• **Your assignment**:
An exact copy of the entries below is required, with all pictures removed.

• **Material provided**:
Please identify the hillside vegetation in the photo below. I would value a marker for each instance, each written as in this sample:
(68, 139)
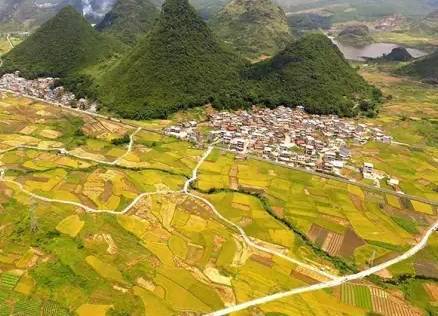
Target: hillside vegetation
(178, 64)
(253, 27)
(60, 47)
(355, 35)
(129, 20)
(425, 69)
(312, 72)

• **Response to this exercise**:
Please identify the hillside vegetation in the photo below. I would value a marker for each instance, each written as in this sample:
(68, 139)
Target: hillside vegetation
(178, 64)
(253, 27)
(60, 47)
(355, 35)
(129, 20)
(425, 69)
(312, 72)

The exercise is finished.